• [EXCERPTED PASSAGE]:
5.05 Personal Property.
(a) All of the tangible Assets are in good repair and operating condition (normal wear and tear excepted). The inventory of Seller consists of new, undamaged Products and other goods of a quantity and quality salable or useable by Seller in the Ordinary Course of Business, and that are not expired, obsolete or defective. Schedule 5.05(a) sets forth a complete and accurate list and description of all the personal property that Seller owns or leases, has agreed (or has an option) to purchase, sell or lease, or may be obligated to purchase, sell or lease, the net book value of which, as properly reflected in the books and records of Seller, on an individual, item-by-item basis, exceeds $5,000.
(b) Schedule 1.01(i) sets forth a complete and accurate list of all leases (including capital leases) and lease-purchase arrangements pursuant to which Seller leases (or has agreed to lease or purchase) personal property from others and specifies which of such leases, if any, are capital leases. All leases that are required to be capitalized by GAAP have been so accounted for in the Financial Statements. Seller has provided Buyer with a complete copy of each of the items required to be listed on Schedule 1.01(i).

• [EXTRACTED RECORDS]:

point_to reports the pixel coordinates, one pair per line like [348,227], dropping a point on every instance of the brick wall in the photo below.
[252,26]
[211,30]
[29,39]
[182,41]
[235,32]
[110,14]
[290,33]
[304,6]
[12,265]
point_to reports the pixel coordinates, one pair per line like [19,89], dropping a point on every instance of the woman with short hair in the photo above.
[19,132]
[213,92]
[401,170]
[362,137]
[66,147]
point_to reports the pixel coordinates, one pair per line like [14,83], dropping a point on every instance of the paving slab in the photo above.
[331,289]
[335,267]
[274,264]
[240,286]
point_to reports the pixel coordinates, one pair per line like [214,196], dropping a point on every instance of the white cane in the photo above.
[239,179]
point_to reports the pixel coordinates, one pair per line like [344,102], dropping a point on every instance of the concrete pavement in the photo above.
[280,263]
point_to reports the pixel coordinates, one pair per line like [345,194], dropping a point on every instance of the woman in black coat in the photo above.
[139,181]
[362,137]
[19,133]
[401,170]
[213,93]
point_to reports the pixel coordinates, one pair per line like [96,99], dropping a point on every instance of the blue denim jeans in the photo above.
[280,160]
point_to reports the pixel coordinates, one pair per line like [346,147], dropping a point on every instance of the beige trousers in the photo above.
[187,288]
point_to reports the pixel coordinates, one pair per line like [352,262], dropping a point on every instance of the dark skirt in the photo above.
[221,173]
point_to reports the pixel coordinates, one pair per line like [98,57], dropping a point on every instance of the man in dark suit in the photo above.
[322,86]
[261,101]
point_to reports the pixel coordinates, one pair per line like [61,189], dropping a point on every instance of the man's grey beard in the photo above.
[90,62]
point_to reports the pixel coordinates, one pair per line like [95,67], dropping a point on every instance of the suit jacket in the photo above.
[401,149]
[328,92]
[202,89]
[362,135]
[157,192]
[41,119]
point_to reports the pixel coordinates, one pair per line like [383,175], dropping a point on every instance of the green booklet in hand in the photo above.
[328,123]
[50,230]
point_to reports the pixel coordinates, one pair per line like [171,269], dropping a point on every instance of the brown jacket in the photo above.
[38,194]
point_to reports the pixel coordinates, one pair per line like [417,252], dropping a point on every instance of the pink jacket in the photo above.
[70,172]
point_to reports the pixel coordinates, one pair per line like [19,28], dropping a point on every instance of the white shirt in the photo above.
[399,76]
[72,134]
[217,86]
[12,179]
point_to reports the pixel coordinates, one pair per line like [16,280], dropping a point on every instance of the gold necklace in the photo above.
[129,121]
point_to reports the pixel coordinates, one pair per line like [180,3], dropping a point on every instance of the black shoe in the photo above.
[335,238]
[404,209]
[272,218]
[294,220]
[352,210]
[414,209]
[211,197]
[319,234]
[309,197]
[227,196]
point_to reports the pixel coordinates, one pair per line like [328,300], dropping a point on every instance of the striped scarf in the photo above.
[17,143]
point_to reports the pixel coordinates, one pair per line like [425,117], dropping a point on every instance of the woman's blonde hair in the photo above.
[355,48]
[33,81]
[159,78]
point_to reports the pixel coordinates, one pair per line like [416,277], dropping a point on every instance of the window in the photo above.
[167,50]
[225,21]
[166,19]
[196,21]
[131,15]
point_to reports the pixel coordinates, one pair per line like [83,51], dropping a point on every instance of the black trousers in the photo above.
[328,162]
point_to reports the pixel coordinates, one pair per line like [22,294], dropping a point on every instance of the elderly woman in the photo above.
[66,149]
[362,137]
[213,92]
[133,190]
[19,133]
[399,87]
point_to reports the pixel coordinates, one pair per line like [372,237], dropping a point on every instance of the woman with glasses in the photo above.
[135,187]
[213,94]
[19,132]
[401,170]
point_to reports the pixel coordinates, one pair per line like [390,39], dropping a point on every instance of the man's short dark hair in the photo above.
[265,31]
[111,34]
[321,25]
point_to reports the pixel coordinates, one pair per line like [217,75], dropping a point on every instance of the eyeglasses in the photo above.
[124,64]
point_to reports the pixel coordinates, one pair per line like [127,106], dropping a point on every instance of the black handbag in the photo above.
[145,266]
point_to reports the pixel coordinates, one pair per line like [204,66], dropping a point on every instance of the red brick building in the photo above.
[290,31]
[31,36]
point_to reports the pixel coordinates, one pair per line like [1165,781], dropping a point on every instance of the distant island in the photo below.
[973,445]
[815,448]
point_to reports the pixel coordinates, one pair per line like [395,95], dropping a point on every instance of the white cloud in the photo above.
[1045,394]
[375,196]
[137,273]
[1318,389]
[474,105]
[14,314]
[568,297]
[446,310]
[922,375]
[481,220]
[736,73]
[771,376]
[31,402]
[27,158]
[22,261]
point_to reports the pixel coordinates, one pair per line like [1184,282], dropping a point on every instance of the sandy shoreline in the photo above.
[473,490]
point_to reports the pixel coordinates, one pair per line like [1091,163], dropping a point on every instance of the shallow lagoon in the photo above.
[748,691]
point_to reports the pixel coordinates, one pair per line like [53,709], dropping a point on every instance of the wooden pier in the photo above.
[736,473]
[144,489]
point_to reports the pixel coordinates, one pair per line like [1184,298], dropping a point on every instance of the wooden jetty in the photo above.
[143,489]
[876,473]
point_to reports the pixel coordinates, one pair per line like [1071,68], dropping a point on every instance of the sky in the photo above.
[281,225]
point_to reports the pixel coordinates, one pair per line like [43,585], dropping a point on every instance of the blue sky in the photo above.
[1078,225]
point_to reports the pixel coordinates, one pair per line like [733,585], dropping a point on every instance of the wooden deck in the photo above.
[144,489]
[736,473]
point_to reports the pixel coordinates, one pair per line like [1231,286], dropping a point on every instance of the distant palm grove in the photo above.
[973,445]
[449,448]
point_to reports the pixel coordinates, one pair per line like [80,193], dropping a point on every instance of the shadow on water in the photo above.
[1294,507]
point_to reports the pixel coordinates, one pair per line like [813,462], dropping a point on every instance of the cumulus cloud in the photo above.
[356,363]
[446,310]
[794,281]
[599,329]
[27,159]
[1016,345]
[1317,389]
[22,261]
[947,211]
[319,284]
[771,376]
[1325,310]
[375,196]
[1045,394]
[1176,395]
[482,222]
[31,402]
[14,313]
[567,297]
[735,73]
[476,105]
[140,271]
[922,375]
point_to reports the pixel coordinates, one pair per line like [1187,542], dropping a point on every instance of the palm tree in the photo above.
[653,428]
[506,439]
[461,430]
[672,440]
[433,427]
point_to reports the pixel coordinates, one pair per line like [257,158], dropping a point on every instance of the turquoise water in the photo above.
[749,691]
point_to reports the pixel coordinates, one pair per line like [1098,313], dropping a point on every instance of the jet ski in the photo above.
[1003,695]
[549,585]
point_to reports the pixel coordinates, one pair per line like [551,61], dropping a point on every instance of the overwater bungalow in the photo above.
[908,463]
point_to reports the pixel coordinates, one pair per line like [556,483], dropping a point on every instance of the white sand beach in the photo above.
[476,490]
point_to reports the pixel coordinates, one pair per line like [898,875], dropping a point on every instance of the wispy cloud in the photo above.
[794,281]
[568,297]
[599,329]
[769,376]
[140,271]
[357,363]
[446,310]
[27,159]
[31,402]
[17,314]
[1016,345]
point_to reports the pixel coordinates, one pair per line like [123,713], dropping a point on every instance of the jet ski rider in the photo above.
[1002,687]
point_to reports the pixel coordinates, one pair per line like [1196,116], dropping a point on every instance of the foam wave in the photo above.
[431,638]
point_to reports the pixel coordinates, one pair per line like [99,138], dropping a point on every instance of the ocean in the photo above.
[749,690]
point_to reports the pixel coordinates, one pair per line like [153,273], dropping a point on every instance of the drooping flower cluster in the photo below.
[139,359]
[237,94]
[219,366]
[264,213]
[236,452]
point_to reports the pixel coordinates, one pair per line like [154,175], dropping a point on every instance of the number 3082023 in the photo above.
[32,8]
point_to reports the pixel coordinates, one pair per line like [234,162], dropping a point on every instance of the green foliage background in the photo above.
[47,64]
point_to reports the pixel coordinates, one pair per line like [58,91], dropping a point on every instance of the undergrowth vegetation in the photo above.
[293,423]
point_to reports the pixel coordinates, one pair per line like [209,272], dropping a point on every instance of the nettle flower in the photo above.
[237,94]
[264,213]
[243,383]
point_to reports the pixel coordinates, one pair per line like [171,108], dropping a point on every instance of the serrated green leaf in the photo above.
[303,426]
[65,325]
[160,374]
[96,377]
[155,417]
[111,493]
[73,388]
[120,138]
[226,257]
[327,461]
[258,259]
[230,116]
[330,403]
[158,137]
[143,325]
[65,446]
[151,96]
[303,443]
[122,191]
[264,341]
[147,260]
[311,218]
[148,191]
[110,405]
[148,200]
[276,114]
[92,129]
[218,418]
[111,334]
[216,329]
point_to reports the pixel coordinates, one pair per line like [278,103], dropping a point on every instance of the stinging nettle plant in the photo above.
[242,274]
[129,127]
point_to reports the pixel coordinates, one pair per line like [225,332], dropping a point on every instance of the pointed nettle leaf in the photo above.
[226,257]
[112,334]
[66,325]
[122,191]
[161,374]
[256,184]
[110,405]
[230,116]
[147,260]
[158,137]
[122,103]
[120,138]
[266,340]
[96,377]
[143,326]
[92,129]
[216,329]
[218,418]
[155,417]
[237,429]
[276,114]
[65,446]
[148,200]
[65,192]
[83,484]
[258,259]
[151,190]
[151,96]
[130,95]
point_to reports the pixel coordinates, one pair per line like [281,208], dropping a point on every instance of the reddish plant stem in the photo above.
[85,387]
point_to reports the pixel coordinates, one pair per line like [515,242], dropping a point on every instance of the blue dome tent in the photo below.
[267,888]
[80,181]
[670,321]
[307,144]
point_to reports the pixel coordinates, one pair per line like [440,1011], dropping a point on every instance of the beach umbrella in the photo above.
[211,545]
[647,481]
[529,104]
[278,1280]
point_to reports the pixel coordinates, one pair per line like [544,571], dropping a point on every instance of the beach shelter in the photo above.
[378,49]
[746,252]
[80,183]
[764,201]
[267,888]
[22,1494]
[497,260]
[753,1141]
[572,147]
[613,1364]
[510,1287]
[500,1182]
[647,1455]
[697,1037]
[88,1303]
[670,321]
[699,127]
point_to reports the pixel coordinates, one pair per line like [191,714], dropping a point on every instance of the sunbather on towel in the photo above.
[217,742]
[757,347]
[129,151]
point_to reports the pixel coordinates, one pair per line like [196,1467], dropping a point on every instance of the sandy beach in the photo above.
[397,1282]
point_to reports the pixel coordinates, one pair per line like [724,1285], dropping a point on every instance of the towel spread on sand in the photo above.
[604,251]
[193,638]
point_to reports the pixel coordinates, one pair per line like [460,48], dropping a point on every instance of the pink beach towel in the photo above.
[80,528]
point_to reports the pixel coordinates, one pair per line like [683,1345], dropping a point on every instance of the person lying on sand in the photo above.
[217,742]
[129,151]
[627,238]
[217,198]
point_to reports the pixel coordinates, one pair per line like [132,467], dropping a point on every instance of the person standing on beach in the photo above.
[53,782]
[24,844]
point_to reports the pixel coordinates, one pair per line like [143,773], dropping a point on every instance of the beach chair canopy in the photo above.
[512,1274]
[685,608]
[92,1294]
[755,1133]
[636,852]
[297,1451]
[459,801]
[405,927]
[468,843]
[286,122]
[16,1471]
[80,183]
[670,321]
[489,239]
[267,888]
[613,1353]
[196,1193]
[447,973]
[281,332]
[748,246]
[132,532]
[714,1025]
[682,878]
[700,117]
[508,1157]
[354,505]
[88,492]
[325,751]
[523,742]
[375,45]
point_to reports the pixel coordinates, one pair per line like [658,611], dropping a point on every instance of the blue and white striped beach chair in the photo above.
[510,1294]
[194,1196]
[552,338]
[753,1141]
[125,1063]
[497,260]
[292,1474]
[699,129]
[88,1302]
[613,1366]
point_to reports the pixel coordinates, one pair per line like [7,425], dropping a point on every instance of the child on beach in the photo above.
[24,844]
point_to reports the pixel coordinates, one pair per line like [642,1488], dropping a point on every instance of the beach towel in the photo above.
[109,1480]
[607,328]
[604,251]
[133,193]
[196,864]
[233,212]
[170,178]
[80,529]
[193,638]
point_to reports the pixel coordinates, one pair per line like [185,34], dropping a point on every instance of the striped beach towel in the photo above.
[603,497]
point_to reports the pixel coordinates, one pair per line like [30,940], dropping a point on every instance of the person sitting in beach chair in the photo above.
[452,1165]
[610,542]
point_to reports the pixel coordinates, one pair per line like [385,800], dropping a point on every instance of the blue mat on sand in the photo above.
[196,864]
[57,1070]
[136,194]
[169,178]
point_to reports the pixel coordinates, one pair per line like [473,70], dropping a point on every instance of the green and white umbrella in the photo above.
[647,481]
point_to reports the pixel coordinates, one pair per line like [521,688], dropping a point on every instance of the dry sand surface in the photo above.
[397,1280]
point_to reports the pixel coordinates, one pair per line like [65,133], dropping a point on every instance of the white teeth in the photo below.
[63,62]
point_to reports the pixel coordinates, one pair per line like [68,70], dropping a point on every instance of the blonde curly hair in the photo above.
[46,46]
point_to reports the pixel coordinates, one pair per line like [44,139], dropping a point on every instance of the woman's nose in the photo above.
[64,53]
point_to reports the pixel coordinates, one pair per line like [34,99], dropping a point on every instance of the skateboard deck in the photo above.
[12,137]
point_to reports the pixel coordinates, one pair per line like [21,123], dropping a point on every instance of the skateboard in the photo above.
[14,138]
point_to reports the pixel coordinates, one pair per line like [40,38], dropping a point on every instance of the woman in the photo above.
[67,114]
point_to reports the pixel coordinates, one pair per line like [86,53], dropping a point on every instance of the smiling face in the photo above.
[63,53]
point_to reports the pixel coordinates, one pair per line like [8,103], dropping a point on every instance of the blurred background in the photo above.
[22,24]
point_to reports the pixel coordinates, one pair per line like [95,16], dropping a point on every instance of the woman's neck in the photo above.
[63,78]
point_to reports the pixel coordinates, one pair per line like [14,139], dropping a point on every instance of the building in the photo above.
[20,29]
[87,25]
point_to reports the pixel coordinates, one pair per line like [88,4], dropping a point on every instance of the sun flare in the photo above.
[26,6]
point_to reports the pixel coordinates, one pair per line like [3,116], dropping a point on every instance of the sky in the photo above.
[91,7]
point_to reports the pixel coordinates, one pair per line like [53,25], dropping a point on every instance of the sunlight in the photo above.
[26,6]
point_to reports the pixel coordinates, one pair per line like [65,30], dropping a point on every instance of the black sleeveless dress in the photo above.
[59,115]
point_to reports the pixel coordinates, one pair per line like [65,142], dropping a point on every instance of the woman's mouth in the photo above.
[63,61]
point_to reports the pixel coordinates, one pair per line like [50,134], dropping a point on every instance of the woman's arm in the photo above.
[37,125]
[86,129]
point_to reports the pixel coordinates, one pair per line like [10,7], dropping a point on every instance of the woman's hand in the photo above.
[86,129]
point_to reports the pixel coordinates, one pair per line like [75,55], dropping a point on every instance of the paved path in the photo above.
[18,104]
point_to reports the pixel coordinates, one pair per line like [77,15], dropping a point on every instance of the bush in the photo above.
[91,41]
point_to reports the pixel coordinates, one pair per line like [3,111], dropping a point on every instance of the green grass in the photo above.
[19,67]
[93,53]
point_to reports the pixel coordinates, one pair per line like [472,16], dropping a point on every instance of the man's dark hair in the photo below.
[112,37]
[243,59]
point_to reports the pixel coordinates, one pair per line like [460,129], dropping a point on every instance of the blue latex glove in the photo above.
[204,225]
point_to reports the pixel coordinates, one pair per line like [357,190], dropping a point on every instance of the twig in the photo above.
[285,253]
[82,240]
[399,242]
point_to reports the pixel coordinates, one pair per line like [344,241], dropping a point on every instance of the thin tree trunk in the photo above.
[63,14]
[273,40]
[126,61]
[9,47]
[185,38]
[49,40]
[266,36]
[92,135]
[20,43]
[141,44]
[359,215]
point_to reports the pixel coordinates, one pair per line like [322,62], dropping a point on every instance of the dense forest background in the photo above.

• [WRITTEN INSTRUCTION 1]: Reproduce the personal property clause word for word, starting at "5.05 Personal Property." and ending at "basis, exceeds $5,000.".
• [WRITTEN INSTRUCTION 2]: In the personal property clause, what net book value per item must personal property exceed to be listed on Schedule 5.05(a)?

• [CORRECT RESULT 1]:
5.05 Personal Property.
(a) All of the tangible Assets are in good repair and operating condition (normal wear and tear excepted). The inventory of Seller consists of new, undamaged Products and other goods of a quantity and quality salable or useable by Seller in the Ordinary Course of Business, and that are not expired, obsolete or defective. Schedule 5.05(a) sets forth a complete and accurate list and description of all the personal property that Seller owns or leases, has agreed (or has an option) to purchase, sell or lease, or may be obligated to purchase, sell or lease, the net book value of which, as properly reflected in the books and records of Seller, on an individual, item-by-item basis, exceeds $5,000.

• [CORRECT RESULT 2]: $5,000